Wouldn't it be easier if our boobs were transparent? Or if babies' bellies came with ounce marks on them.  Or if the kid could just be born with the ability to say "I'm hungry" and "Yum, milk" and "Okay, I'm full, don't worry about the fussing, that's just something I do right now."

Do you remember the madness of wondering if your baby was being fed?  The sheer, consuming belief that you could not possibly be making enough milk?  The comfort in using a bottle because you know how much goes into the bottle and then how much goes into her?  The absolute assurance that you couldn't possibly rely on your breasts alone?

I went through that.  I absolutely went through that.

Yesterday, I could hear that in the voice of a dear friend who's beautiful little girl is home from the hospital now. They're just starting out. And I could hear that fear and exhaustion and lack of confidence in her voice.  I don't know any mother who comes home from the hospital the first time and wakes up after the first night saying "nailed it!."  Maybe my sister, but she's a freak like that with her perfectly latching kids. (Love ya!)

Could anyone have told me, in those early days, not to worry, to give my breasts a chance?  Well, sure, they did. Did I believe it? Not quite. Did my husband? No way.

Parenting is this immense leap of faith.  Bigger than buying a home. Bigger than marriage even.  But it's the hardest thing to have faith in.  At least it was for me. "Was?" Hell, is.

After that particularly tear-stained night, I hot-footed it to the Lactation Station and had a supremely helpful session with a Lactation Consultant.   She weighed the baby. I fed the baby. She weighed the baby again. Two ounces in.  You have no supply problem, she told me. You're doing fine, she said.  Maybe your husband should've come with you to see this, she pondered.

### Provided information
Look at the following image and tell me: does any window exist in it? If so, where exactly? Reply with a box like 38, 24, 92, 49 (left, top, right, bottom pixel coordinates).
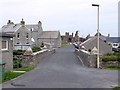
2, 41, 8, 50
17, 33, 20, 38
26, 33, 29, 39
26, 42, 29, 44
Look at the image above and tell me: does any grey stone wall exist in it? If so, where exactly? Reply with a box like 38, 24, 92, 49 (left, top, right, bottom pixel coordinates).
75, 49, 97, 67
101, 61, 120, 68
2, 37, 13, 72
22, 49, 55, 67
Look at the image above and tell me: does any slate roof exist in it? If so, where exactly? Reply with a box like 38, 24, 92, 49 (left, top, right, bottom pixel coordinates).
106, 37, 120, 43
1, 24, 21, 32
0, 33, 14, 38
39, 31, 60, 39
25, 24, 39, 31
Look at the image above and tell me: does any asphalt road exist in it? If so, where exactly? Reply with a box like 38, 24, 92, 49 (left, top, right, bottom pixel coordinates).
3, 46, 118, 88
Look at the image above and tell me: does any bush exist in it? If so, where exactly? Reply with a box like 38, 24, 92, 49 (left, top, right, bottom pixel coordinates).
32, 46, 41, 52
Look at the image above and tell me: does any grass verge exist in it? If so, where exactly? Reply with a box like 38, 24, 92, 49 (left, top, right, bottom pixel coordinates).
113, 87, 120, 90
61, 42, 70, 48
105, 66, 120, 70
0, 67, 34, 83
14, 67, 34, 72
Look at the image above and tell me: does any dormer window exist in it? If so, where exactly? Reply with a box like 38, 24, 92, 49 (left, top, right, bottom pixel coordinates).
2, 41, 8, 50
26, 33, 29, 39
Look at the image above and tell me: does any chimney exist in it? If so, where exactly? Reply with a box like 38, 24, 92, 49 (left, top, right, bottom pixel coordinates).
20, 18, 25, 26
72, 33, 73, 37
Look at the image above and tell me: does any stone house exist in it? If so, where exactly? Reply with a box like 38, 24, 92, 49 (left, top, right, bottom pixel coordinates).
2, 19, 43, 50
0, 33, 13, 72
38, 31, 61, 48
80, 36, 112, 55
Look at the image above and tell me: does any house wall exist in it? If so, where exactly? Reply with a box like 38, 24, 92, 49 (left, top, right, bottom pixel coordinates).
0, 37, 13, 72
13, 26, 32, 50
83, 39, 112, 54
75, 49, 97, 68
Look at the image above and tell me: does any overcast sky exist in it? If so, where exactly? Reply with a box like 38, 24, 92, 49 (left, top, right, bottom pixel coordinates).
0, 0, 119, 37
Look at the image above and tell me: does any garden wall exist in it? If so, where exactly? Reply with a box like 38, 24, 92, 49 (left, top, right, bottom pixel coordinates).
75, 49, 97, 67
22, 49, 55, 67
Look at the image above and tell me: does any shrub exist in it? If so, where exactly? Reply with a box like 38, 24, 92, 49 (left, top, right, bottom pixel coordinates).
32, 46, 41, 52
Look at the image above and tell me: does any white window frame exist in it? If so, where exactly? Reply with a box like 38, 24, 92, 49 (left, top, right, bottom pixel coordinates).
1, 40, 8, 51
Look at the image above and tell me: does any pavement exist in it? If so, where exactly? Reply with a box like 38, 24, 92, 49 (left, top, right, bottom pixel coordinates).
2, 45, 118, 88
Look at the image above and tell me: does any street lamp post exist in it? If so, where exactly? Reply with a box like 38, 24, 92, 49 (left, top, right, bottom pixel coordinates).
92, 4, 100, 68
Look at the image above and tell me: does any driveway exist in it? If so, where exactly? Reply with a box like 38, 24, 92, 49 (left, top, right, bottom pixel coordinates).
3, 45, 118, 88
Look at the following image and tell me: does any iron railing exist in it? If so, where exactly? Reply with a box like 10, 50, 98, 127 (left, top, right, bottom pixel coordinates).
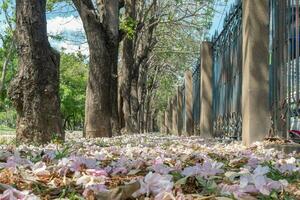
269, 0, 300, 137
212, 1, 242, 139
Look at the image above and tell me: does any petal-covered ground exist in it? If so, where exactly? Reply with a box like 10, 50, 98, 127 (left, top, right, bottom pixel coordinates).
0, 133, 300, 200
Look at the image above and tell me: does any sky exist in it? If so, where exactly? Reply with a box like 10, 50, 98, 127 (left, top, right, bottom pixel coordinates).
0, 0, 235, 55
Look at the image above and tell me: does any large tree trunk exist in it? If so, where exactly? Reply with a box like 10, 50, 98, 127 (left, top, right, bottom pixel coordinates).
73, 0, 119, 138
120, 0, 138, 133
0, 41, 14, 95
9, 0, 64, 144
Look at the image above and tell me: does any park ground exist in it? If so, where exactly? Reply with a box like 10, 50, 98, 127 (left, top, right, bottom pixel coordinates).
0, 130, 300, 200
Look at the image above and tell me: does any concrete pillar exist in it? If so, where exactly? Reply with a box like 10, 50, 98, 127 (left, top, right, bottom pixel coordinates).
172, 95, 178, 135
242, 0, 270, 146
160, 113, 165, 133
200, 42, 213, 138
164, 111, 169, 134
168, 99, 173, 134
177, 87, 183, 136
184, 70, 194, 136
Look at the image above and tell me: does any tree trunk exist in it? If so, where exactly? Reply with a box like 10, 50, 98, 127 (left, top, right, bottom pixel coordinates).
9, 0, 64, 144
0, 41, 14, 95
73, 0, 119, 138
120, 0, 138, 133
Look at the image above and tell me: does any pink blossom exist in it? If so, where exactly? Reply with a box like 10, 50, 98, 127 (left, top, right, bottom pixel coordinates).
240, 165, 287, 195
83, 184, 108, 197
112, 167, 128, 175
32, 162, 50, 176
0, 187, 39, 200
151, 164, 172, 175
86, 169, 108, 176
182, 161, 224, 178
133, 172, 174, 197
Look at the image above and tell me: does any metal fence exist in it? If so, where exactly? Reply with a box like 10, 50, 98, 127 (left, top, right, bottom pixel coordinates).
212, 1, 242, 138
165, 0, 300, 139
269, 0, 300, 137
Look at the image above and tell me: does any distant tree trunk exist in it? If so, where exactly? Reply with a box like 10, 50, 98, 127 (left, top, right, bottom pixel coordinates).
73, 0, 119, 138
9, 0, 64, 144
120, 0, 138, 133
0, 41, 14, 95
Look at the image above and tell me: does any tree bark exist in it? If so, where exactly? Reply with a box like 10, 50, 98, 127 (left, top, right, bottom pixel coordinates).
0, 41, 14, 95
120, 0, 138, 133
73, 0, 119, 138
9, 0, 64, 144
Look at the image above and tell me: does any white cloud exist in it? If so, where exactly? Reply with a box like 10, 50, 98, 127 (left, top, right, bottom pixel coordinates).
47, 16, 89, 56
47, 16, 83, 35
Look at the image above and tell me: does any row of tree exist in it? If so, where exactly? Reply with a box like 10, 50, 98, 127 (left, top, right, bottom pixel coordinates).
2, 0, 214, 143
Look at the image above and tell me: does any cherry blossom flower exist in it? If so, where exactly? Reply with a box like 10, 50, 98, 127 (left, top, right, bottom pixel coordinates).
32, 162, 50, 176
0, 188, 39, 200
182, 160, 224, 178
133, 172, 174, 197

### The problem
In the passage about breastfeeding, how much milk did the baby take in between the two weighings at the Lactation Station? The material is separate from the passage about breastfeeding and has nothing to do with it.

### Solution to the problem
Two ounces.